▶ _THE EXERCISE_
From the material below, pick out every line that contains the string "water" and copy each one in full.

───── RAW DATA

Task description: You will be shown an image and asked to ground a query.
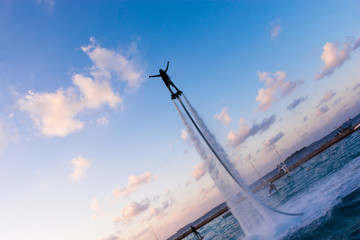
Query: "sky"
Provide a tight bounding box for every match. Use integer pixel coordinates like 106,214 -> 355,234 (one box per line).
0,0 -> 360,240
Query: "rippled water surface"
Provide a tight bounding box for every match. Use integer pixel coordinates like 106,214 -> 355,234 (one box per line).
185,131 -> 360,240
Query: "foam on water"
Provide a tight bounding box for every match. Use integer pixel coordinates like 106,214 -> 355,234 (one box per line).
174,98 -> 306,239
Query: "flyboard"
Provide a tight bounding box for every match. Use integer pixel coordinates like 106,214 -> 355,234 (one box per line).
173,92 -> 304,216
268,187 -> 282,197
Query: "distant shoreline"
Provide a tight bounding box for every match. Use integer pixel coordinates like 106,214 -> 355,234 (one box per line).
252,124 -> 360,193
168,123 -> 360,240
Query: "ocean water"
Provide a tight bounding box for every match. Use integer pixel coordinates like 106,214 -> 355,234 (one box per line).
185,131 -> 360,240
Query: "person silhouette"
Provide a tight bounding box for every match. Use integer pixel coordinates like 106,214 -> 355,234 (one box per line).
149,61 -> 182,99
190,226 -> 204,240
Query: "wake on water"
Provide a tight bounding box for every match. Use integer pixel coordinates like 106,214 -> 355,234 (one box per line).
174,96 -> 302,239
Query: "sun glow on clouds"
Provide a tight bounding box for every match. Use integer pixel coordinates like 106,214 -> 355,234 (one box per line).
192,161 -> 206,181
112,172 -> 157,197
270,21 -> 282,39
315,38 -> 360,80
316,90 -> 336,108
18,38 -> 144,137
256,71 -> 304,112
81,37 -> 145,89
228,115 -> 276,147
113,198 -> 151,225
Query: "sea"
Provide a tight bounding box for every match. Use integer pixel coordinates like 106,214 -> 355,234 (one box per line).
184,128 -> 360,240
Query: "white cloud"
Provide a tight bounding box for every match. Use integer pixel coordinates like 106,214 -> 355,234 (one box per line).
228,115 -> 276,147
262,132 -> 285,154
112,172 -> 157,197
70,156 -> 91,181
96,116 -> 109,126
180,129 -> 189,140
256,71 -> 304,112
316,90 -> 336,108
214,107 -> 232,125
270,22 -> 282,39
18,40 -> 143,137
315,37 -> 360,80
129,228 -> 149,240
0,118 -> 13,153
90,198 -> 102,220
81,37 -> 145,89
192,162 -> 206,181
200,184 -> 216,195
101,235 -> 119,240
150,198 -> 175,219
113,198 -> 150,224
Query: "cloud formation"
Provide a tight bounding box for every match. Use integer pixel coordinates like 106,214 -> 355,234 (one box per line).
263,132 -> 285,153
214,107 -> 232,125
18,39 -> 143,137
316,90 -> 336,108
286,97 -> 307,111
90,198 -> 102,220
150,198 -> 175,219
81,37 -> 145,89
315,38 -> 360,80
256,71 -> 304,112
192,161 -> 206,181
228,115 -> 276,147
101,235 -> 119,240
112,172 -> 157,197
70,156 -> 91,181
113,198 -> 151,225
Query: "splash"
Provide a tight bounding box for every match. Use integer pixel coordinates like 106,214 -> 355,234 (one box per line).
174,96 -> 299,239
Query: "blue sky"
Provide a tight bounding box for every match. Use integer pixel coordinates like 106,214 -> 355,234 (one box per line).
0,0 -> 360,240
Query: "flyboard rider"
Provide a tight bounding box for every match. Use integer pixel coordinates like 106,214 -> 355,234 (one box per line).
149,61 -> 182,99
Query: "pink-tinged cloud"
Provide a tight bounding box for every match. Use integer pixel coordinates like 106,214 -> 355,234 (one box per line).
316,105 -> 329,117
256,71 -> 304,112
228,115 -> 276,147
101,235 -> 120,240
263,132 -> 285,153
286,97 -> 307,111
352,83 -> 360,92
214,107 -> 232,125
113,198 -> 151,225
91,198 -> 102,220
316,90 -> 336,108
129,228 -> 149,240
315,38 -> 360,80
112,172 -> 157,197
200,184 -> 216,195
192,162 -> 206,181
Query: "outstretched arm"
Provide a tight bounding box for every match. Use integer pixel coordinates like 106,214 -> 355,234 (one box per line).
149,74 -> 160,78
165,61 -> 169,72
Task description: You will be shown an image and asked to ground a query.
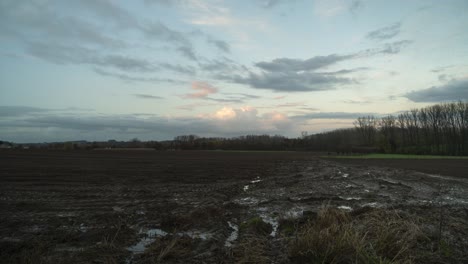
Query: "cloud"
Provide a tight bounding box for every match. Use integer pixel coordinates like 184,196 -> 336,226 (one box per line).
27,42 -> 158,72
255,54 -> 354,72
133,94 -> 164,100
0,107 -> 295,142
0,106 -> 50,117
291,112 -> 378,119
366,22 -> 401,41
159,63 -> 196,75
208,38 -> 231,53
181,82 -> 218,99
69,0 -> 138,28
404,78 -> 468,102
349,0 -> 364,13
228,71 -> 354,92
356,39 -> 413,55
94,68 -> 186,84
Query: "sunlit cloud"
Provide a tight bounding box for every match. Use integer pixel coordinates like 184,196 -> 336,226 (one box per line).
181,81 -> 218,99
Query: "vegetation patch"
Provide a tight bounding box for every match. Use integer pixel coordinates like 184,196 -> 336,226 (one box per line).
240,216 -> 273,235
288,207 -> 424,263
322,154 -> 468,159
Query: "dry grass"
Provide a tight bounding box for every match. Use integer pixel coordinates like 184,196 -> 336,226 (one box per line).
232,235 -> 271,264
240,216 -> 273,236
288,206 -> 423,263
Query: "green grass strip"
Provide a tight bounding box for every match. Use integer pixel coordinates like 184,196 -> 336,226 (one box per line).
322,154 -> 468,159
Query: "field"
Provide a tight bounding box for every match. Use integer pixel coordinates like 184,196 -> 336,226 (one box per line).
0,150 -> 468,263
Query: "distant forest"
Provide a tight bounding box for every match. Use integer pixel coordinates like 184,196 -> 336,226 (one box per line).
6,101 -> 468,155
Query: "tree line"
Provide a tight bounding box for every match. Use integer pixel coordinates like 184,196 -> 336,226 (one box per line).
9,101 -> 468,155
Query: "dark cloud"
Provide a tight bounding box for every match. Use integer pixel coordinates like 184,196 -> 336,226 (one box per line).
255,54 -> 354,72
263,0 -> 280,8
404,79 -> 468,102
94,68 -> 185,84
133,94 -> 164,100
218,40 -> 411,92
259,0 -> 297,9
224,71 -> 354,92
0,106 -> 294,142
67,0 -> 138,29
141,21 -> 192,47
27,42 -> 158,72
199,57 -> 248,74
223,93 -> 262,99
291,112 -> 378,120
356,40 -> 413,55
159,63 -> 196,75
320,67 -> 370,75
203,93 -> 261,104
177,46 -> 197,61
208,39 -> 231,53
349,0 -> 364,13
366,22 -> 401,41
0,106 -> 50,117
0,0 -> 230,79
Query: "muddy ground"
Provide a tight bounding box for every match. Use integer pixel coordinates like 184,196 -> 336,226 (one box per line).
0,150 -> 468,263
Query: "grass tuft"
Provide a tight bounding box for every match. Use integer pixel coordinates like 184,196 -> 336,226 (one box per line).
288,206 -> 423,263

──────────
───── RAW DATA

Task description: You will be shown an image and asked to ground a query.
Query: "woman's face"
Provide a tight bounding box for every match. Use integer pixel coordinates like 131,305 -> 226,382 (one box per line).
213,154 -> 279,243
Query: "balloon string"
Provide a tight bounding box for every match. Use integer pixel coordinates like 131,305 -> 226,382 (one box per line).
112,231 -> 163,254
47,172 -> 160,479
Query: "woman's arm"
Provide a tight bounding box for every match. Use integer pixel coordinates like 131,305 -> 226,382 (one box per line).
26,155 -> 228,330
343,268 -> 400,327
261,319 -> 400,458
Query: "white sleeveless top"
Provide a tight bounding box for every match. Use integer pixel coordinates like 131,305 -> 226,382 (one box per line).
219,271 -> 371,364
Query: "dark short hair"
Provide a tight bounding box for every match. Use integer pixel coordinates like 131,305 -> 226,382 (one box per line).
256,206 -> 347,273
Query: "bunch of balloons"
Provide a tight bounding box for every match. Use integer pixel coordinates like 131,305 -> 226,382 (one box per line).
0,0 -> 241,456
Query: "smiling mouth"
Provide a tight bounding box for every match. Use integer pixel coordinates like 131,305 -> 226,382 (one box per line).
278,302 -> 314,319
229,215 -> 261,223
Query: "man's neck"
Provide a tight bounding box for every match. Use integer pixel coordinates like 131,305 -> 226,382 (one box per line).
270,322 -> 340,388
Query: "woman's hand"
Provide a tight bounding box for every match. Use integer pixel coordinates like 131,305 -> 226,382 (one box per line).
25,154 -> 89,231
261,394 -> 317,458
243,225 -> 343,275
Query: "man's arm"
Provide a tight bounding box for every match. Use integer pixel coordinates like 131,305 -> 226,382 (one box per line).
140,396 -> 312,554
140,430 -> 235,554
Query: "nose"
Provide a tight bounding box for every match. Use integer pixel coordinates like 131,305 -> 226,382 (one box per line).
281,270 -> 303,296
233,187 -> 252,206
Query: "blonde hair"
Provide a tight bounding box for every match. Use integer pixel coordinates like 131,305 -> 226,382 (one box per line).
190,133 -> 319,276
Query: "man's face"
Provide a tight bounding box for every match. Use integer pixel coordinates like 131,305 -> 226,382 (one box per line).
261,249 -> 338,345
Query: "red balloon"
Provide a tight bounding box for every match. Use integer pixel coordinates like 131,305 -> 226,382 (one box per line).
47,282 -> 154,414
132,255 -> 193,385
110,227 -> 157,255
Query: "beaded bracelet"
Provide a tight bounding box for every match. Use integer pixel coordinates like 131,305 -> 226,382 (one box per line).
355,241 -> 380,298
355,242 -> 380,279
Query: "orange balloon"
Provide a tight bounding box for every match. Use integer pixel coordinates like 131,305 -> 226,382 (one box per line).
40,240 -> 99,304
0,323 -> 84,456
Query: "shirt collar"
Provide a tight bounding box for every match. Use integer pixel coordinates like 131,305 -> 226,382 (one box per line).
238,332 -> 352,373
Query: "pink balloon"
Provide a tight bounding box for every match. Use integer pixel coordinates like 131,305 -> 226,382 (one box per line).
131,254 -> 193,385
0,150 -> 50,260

──────────

▶ _FINAL RESULT_
Query: "rippled water surface"
Query: "foam on water"
Query: "ocean water"
Query: "wake on water"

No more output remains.